• Exercise requirements: Render every entry exactly as it appears.

:::

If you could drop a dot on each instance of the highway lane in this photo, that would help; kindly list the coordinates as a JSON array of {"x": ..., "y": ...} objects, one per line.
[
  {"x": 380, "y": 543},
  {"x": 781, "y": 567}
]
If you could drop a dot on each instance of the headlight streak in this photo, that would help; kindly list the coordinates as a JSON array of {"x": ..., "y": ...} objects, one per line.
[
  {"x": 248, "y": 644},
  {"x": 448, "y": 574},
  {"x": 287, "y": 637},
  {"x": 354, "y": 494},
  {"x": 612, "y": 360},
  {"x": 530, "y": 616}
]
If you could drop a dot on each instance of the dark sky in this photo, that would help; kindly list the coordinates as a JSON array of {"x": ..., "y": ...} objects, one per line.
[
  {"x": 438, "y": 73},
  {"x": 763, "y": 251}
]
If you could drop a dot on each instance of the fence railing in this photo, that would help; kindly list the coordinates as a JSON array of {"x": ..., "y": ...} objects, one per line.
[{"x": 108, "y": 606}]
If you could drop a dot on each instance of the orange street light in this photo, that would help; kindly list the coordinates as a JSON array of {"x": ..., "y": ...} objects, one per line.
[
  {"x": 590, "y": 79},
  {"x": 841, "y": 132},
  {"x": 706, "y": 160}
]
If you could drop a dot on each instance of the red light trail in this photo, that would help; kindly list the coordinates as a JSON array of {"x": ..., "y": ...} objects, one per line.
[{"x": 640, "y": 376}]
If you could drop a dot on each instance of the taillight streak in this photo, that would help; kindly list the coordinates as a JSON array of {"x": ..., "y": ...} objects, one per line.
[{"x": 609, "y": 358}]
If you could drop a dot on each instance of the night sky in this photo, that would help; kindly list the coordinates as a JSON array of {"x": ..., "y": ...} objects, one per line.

:::

• Response to the task:
If you could drop a dot on each instance of the highway lane in this photo, that would help; kindly list the coordinates as a JSON array of {"x": ..., "y": ...} objects, one per line.
[
  {"x": 380, "y": 543},
  {"x": 781, "y": 567}
]
If you could drop a dot on each instance of the headlight streak in this photo, that would help; kindly list the coordinates as a JSON array of {"x": ..., "y": ...} objects, one per line.
[
  {"x": 248, "y": 644},
  {"x": 448, "y": 574},
  {"x": 287, "y": 637},
  {"x": 354, "y": 494},
  {"x": 612, "y": 360},
  {"x": 530, "y": 616}
]
If you could drop a dot on each instance of the dark sky in this photo, that would help; kindly list the coordinates as a JSON array of {"x": ..., "y": ...} objects, one per line.
[
  {"x": 438, "y": 73},
  {"x": 763, "y": 251}
]
If you could drop a dot on each instance of the fence railing in this photo, that would help; kindly list the coordinates as a JSON array of {"x": ..., "y": ...} objects, one per line.
[{"x": 108, "y": 606}]
If you could drop a dot on each instance of the orange street light in this photo, that would help; kindly list the coordinates as a JSON array of {"x": ..., "y": ...} objects, one per line.
[
  {"x": 590, "y": 79},
  {"x": 841, "y": 132},
  {"x": 706, "y": 160}
]
If you could drop a dot on each instance of the red light trail in this photo, that would help; kindly list the coordinates as a JSON array of {"x": ..., "y": ...} objects, one per line.
[{"x": 640, "y": 376}]
If you could drop a dot on each instance of the taillight streak in this photo, that would help; kindly list the coordinates as a JSON array of {"x": ..., "y": ...} objects, one per line.
[{"x": 609, "y": 358}]
If you could drop a dot on each instance of the night sky in this photo, that would help; kindly list the coordinates as a JSON array of {"x": ..., "y": ...} objects, one per line.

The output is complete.